REQUIRED TASK » Please reproduce word for word the part of the Nissan forum thread that opens with the words "Looking to spend" and closes with "(Sep 16, 2005)".

** begin SELECTED EXCERPT **

# Mitsubishi Left me with a broken neck. HELP! I want a Nissan!



## Twin_Cities_G (Oct 14, 2008)

I'm looking for a new car. I was involved in a head on at highway speeds which totaled my small Mitsubishi Eclipse. I'm now looking at Nissan's. I think there great cars.

I was looking at the Nissan Maxima 02-03 Versions with the 6 speed manual and the 3.5L V6. Is this a good choice? What other Nissan would others recommend? 

Looking to spend no more than $13,000.
Want a manual with some get up and go and maybe something that has some after market parts to boost the power and looks a little bit later on.

I like options like leather, sunroof, manual. Please HELP ME OUT!
I live in Minnesota.

 Thank you very much!


----------



## metro273 (Sep 16, 2005)

You chose the best years cause those are the last ones still made by the Japanese! I prefer the GLE cause of the HID headlights and all of the goodies inside. Not to mention that problem-free VQ35...

Good luck with your decision!


----------



## Twin_Cities_G (Oct 14, 2008)

Thanks a lot for the reply. Once I get this annoying neck brace off (in 3 months) I will have to drive one and see what its got!


----------



## Twin_Cities_G (Oct 14, 2008)

What does everyone think of the Altima SE-R?


----------

** end SELECTED EXCERPT **
** begin INFORMATION SUPPLIED **

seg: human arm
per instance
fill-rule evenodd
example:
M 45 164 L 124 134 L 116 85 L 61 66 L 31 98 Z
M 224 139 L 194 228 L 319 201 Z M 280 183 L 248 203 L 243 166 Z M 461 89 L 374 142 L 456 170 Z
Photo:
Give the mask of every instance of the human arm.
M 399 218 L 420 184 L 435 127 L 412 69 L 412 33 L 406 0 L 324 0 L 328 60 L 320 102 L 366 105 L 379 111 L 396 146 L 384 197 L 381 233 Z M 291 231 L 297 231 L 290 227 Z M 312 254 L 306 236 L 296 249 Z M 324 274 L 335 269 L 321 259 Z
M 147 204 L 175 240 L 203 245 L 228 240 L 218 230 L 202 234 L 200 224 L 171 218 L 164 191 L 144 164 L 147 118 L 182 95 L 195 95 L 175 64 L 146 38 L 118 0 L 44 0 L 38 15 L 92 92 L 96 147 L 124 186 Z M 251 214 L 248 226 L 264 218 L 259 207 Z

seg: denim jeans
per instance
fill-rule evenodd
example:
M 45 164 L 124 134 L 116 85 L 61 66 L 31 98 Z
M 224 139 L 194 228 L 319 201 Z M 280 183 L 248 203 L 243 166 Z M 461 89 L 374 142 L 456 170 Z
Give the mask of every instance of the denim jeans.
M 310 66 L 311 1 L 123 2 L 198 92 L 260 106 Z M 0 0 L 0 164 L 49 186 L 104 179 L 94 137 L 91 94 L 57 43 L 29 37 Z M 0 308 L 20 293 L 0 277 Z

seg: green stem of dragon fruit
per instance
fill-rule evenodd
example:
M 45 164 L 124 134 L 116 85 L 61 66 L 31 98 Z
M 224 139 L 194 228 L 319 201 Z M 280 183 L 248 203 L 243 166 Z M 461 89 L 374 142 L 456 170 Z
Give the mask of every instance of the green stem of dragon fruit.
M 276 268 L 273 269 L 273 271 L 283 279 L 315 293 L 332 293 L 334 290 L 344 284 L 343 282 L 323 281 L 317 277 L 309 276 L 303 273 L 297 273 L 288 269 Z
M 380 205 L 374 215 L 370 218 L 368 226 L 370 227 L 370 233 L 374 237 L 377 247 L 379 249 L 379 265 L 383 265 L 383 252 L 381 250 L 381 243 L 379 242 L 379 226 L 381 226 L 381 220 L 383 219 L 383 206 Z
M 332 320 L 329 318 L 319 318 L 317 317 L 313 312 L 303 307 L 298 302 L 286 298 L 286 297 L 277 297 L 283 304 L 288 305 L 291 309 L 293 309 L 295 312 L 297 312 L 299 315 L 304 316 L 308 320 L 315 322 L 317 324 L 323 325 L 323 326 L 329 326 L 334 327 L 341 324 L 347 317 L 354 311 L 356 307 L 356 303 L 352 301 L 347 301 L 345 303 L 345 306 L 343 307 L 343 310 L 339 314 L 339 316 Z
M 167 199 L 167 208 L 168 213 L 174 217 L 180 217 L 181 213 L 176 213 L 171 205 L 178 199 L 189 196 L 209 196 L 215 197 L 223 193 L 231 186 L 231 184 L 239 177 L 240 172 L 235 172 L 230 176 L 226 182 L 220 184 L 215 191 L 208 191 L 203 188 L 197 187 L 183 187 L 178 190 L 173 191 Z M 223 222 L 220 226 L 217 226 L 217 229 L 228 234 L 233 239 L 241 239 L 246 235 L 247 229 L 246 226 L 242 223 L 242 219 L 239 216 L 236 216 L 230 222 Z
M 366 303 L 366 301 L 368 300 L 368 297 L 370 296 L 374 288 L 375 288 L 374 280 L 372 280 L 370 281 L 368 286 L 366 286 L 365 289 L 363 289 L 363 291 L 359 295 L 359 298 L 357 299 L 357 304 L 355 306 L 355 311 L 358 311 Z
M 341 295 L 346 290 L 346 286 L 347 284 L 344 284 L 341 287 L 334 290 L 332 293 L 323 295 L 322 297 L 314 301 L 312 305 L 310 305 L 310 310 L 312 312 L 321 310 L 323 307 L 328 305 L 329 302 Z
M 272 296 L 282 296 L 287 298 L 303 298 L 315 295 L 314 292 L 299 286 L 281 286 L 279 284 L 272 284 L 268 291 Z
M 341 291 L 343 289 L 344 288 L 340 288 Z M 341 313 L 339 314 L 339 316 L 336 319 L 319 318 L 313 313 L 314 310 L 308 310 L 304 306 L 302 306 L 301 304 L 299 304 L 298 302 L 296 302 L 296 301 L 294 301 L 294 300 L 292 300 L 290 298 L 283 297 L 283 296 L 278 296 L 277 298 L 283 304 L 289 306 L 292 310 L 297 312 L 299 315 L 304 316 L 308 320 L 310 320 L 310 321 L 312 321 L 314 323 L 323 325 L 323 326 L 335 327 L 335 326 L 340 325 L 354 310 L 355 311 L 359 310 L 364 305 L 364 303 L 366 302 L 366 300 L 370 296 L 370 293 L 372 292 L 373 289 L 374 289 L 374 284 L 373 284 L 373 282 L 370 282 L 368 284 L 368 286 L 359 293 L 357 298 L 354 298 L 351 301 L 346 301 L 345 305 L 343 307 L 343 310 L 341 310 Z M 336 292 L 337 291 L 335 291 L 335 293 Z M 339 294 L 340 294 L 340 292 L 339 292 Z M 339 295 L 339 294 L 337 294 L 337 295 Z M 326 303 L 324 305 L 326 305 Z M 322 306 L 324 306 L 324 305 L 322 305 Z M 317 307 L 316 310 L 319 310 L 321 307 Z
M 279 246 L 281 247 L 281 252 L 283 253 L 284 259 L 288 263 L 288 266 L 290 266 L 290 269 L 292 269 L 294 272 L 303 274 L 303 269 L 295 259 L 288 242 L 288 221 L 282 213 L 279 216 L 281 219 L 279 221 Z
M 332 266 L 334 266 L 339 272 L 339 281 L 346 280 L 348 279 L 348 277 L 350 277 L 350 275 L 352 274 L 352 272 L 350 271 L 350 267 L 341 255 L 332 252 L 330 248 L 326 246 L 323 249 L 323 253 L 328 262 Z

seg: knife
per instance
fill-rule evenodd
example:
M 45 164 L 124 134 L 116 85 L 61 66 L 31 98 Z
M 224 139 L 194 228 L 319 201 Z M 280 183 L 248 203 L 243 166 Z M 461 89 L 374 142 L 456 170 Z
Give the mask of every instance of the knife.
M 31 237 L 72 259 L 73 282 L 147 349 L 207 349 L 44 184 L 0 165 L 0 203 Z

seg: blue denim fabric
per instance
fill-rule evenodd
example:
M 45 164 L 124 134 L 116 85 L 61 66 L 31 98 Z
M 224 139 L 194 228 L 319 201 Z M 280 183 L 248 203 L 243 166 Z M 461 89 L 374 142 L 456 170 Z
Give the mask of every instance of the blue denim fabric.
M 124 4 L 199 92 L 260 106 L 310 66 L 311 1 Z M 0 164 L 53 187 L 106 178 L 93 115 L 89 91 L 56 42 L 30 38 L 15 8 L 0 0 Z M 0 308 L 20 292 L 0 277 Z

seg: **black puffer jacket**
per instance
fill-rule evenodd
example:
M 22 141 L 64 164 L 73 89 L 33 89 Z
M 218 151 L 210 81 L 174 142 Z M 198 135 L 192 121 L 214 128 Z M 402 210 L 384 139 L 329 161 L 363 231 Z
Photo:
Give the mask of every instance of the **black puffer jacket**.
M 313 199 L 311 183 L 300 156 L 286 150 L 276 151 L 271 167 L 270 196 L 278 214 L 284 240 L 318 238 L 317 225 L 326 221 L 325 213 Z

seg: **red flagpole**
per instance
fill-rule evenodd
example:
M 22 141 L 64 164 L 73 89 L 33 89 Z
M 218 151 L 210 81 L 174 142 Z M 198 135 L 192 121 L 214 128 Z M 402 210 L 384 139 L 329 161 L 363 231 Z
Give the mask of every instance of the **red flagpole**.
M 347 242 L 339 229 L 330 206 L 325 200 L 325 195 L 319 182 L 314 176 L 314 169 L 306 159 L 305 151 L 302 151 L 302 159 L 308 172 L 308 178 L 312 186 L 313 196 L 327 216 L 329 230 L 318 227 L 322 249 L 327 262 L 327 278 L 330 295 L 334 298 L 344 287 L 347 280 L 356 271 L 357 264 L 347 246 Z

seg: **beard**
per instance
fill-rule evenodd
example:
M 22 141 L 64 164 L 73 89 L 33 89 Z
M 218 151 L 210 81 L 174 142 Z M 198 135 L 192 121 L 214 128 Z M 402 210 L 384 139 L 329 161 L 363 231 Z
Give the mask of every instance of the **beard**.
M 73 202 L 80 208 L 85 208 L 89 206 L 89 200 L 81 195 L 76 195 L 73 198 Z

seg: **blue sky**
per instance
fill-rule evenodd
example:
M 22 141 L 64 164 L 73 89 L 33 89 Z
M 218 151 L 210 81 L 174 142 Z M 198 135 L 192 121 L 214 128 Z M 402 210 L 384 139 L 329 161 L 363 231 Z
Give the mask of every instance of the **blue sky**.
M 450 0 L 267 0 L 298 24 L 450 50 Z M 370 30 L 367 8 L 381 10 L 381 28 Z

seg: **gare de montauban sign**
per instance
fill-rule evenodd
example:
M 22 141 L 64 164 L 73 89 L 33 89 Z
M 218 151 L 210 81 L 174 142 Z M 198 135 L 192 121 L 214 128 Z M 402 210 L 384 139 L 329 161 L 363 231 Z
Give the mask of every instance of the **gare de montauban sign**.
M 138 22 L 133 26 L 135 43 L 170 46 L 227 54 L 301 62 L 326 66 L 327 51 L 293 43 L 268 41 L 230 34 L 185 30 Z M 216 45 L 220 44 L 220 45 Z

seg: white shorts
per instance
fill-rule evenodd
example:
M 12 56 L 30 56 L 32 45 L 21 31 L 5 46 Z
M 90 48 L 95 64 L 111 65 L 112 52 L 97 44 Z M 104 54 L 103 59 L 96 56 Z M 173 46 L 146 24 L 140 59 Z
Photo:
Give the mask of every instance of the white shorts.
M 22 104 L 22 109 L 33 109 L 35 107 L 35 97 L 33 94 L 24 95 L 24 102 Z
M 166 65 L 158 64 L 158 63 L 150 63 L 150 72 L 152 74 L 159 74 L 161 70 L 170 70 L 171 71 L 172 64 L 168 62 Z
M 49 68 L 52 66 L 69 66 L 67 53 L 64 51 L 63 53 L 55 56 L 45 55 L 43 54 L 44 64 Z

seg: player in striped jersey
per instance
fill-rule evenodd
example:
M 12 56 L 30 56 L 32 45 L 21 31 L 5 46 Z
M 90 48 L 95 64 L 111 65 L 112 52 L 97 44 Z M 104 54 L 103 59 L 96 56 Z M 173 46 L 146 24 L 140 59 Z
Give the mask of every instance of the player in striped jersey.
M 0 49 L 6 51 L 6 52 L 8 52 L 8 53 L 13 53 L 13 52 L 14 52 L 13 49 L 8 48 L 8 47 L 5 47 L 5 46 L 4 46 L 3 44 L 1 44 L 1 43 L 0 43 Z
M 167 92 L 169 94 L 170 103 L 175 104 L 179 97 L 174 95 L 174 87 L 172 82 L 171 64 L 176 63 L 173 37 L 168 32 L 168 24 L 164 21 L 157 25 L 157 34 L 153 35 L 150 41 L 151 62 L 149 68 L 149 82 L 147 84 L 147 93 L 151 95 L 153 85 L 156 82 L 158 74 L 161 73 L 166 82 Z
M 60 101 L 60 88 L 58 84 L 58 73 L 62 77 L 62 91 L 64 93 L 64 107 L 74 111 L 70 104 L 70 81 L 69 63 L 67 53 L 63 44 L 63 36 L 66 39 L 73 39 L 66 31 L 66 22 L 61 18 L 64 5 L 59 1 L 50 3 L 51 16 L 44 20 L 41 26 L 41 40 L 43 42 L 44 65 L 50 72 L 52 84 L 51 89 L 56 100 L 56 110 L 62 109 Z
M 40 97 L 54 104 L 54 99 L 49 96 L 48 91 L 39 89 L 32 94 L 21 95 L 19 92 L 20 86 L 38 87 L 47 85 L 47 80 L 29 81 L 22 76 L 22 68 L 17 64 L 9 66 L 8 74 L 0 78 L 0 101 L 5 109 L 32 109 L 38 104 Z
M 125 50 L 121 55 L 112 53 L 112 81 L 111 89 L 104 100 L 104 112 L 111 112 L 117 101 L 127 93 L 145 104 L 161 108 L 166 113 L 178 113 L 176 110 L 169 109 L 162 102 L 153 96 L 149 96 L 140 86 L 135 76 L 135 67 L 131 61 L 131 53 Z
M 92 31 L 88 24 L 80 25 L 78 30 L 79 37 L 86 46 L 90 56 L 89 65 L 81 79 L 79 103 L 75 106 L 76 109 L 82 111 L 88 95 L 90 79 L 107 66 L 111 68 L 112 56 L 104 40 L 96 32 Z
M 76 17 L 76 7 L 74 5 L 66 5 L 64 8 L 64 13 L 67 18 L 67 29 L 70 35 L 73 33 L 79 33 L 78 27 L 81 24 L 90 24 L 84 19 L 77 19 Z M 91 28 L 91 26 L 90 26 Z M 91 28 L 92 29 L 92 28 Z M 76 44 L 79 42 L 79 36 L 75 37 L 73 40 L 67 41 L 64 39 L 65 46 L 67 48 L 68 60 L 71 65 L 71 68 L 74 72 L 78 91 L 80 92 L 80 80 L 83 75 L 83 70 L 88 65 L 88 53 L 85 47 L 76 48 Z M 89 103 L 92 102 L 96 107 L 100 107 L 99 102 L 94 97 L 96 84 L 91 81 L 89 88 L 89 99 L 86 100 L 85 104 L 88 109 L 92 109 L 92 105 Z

** end INFORMATION SUPPLIED **

RESPONSE TO THIS EXERCISE »
Looking to spend no more than $13,000.
Want a manual with some get up and go and maybe something that has some after market parts to boost the power and looks a little bit later on.

I like options like leather, sunroof, manual. Please HELP ME OUT!
I live in Minnesota.

 Thank you very much!


----------



## metro273 (Sep 16, 2005)